THE TASK
Could you write out, word for word, the passage of the Peter Kien biography below that opens with the words containing "Self-portrait by Peter" and closes with "age of twenty-five."?

DOCUMENT EXCERPT
——
Self-portrait by Peter Kien

Peter Kien (1 January 1919, in Varnsdorf, Czechoslovakia – October 1944, in Auschwitz, Nazi Germany) was a Jewish artist and poet active at the Theresienstadt concentration camp.[1][2] He died at the age of twenty-five.

Education

The name of Franz Peter Kien, a prominent figure among many outstanding artists imprisoned in the Terezín (Theresienstadt) ghetto during World War II, is usually associated with the opera The Emperor of Atlantis by Viktor Ullmann. In addition to the libretto of that opera, Kien left significant artwork, poetry, and plays.

Kien spent his first 10 years in Varnsdorf, an industrial town near the Czech-German border. During the financial crisis his family moved to Brno. In 1936, Kien graduated with honors from a German high school. The certificate contains special notes on his remarkable skills in writing and drawing. The same year, Kien enrolled in Prof. Willy Novak’s class at the Academy of Fine Arts in Prague and in the graphic design school Officina Pragensis under Prof. Hugo Steiner-Prag.
——
EXTRACTED INFORMATION
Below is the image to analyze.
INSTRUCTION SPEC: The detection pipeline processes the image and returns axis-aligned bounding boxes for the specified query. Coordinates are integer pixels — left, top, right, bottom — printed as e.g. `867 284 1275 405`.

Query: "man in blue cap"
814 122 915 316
——
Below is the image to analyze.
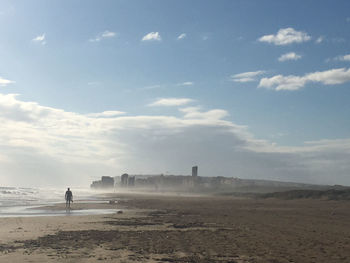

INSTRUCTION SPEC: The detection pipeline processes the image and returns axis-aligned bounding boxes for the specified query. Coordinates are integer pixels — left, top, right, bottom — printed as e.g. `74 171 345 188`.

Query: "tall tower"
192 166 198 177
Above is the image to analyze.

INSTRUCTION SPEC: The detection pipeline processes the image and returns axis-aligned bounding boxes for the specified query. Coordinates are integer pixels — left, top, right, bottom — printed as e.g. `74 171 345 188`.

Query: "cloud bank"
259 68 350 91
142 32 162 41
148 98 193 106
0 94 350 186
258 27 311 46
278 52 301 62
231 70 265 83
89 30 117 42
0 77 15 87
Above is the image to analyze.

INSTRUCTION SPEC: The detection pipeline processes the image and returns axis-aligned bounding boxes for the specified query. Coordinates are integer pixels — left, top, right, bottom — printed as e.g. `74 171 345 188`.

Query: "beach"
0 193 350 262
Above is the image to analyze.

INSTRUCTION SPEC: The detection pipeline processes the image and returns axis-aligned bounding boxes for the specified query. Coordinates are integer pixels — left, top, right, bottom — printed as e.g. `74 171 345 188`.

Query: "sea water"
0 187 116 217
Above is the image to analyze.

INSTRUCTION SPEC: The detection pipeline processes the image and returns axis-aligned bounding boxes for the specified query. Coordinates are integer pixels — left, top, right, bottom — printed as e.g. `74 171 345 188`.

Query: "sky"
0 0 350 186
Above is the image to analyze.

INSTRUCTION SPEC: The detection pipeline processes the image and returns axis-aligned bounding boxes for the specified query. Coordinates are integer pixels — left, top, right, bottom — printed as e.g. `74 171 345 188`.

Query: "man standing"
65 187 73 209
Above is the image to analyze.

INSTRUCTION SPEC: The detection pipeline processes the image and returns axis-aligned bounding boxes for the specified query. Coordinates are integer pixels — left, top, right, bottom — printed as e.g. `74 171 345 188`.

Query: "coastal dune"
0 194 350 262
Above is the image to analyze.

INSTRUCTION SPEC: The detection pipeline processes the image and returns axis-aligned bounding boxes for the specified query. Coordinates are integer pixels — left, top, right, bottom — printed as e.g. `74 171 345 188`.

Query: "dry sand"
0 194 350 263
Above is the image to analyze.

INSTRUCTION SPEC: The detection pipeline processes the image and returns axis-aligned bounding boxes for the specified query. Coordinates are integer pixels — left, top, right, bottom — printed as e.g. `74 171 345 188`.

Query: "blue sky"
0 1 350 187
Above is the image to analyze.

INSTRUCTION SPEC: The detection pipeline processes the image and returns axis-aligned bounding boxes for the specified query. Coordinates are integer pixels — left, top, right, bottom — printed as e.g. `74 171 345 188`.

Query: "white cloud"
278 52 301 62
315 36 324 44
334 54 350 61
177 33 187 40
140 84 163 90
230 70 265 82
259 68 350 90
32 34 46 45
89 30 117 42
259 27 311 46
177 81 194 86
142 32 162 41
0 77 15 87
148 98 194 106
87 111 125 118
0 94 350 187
——
TASK RESULT
Self-portrait by Peter Kien

Peter Kien (1 January 1919, in Varnsdorf, Czechoslovakia – October 1944, in Auschwitz, Nazi Germany) was a Jewish artist and poet active at the Theresienstadt concentration camp.[1][2] He died at the age of twenty-five.